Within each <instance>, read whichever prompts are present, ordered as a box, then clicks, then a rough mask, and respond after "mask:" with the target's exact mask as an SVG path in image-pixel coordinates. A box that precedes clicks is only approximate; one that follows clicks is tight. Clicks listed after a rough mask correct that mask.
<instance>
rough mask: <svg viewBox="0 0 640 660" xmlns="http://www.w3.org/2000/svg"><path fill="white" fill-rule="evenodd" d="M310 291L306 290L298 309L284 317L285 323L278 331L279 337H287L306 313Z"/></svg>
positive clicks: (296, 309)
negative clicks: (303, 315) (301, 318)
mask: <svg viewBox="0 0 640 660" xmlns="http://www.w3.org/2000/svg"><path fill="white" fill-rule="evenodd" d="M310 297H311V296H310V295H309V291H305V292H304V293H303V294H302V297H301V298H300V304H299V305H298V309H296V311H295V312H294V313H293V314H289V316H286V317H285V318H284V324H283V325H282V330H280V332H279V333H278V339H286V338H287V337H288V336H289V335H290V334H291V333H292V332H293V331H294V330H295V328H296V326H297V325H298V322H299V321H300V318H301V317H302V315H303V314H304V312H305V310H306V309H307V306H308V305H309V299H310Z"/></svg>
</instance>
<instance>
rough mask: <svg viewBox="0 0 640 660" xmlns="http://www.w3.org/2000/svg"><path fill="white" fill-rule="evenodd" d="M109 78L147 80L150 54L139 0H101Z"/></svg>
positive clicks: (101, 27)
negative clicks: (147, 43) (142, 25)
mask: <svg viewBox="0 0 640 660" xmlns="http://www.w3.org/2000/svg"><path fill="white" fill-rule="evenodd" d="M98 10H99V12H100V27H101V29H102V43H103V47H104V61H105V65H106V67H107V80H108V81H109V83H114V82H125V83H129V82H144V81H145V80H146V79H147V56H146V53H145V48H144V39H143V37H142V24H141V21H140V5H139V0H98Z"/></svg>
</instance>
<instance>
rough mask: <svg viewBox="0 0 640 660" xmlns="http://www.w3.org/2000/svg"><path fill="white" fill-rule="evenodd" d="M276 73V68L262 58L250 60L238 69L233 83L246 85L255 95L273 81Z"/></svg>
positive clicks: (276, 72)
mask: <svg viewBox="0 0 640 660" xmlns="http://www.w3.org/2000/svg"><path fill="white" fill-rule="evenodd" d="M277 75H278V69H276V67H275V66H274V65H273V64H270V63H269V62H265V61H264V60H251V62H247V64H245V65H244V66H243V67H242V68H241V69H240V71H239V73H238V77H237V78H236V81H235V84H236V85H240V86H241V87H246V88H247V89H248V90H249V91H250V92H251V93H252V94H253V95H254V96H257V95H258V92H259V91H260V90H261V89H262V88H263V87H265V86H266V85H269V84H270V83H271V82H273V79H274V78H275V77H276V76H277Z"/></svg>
■ ■ ■ ■ ■ ■ ■
Exercise directions |
Keep both end lines and retype everything in the records above from the line containing "positive clicks: (101, 27)" through the line containing "73V68L262 58L250 60L238", exactly, with nothing else.

Solution below |
positive clicks: (101, 27)
negative clicks: (147, 43) (142, 25)
mask: <svg viewBox="0 0 640 660" xmlns="http://www.w3.org/2000/svg"><path fill="white" fill-rule="evenodd" d="M98 10H99V12H100V27H101V29H102V43H103V47H104V61H105V65H106V67H107V80H108V81H109V83H114V82H125V83H129V82H144V81H145V80H146V79H147V56H146V53H145V48H144V39H143V37H142V24H141V21H140V5H139V0H98Z"/></svg>
</instance>
<instance>
rough mask: <svg viewBox="0 0 640 660" xmlns="http://www.w3.org/2000/svg"><path fill="white" fill-rule="evenodd" d="M276 73V68L262 58L250 60L238 69L233 83L246 85L255 95L273 81Z"/></svg>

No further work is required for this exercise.